START Source material

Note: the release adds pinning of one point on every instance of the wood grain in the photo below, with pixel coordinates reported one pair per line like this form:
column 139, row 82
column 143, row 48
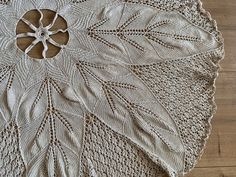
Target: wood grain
column 219, row 158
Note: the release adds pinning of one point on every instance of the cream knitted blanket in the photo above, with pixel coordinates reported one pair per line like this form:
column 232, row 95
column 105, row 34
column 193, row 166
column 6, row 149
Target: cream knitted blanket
column 129, row 94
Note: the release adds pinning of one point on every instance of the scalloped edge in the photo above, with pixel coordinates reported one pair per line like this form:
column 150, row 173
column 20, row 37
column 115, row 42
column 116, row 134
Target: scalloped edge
column 219, row 54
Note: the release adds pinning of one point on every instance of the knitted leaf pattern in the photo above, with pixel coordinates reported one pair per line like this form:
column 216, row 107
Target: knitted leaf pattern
column 131, row 93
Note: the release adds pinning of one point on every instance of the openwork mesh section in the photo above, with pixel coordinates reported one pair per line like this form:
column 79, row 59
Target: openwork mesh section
column 11, row 163
column 107, row 153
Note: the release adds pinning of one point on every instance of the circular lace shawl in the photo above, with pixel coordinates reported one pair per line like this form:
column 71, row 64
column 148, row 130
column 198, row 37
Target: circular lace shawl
column 130, row 94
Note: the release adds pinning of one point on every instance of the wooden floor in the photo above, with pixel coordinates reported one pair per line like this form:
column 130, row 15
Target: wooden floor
column 219, row 159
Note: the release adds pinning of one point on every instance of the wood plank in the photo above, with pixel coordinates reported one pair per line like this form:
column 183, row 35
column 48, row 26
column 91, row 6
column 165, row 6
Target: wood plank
column 229, row 62
column 213, row 172
column 223, row 11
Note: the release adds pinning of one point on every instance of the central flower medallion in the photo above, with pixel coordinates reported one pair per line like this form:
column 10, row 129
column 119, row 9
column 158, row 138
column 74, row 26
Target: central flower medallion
column 42, row 33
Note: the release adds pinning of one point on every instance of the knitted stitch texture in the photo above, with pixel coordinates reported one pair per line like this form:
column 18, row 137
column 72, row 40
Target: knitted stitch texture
column 131, row 93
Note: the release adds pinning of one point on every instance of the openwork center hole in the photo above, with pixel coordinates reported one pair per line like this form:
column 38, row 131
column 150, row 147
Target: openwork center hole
column 42, row 33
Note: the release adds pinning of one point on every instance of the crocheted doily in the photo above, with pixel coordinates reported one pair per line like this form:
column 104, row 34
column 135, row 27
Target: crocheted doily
column 129, row 94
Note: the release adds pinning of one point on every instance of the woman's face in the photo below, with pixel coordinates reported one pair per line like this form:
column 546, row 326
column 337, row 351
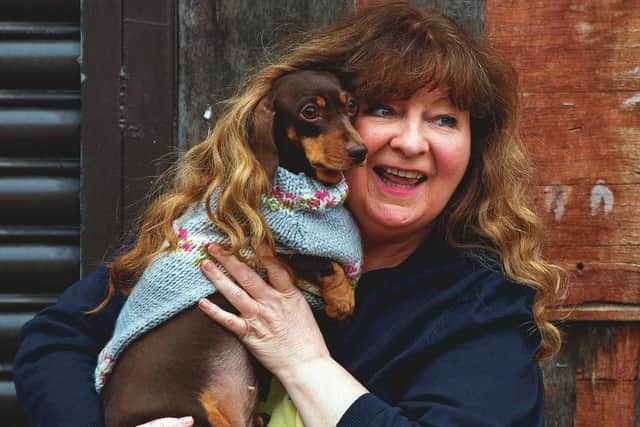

END Source material

● **Directions**
In the lines above, find the word "below" and copy each line that contains it.

● **Answer**
Note: the release adds pinning of one point on every instance of the wood grain in the photo below, with pixel coordinates reported one pair per line like this form:
Note: the release adds pinning of one point on every instance of the woman's face in the photo below, with pixel coordinates reported one pair per line like this form:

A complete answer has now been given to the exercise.